_EXERCISE_
Look through the data below for the string "think", and copy every line where it turns up.

**** GIVEN RECORDS

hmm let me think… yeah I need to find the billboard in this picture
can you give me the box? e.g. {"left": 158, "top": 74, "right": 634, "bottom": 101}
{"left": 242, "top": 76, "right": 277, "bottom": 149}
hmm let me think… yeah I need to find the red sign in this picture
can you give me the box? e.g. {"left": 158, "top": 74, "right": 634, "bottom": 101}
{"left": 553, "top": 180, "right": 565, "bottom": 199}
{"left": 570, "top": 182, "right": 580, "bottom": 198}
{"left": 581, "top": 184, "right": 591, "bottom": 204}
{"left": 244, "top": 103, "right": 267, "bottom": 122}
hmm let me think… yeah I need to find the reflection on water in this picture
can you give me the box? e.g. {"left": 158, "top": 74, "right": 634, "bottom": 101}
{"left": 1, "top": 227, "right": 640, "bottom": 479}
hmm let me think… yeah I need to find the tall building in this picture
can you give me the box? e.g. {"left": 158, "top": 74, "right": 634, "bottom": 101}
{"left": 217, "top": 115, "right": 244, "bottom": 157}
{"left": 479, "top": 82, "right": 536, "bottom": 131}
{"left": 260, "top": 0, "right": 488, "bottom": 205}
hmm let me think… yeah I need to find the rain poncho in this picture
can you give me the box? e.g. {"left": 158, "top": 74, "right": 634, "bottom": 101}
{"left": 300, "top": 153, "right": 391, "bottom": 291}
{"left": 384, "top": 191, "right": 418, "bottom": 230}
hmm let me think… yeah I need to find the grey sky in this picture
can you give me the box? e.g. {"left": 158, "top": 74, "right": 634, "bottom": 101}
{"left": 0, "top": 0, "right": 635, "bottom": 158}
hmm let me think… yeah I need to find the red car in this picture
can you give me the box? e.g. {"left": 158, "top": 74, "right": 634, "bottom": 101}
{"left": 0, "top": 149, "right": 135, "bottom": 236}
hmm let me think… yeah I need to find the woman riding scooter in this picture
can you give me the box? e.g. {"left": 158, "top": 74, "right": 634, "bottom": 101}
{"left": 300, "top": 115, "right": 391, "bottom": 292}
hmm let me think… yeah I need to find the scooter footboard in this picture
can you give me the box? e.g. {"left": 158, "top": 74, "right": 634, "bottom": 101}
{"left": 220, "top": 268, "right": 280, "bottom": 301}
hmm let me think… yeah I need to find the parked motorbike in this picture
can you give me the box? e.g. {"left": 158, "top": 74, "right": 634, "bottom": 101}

********

_OUTPUT OF THE EXERCISE_
hmm let me think… yeah I need to find the billboard in this picture
hmm let me think… yeah I need to find the red sign in this picture
hmm let me think… yeah I need to find the reflection on water in this picture
hmm let me think… yeah I need to find the tall building in this picture
hmm let me think… yeah I need to find the rain poncho in this picture
hmm let me think… yeah I need to find the grey sky in this picture
hmm let me think… yeah I need to find the red car in this picture
hmm let me think… yeah I need to find the woman riding scooter in this picture
hmm let me think… yeah I need to find the scooter footboard in this picture
hmm let me think… yeah I need to find the parked motorbike in this picture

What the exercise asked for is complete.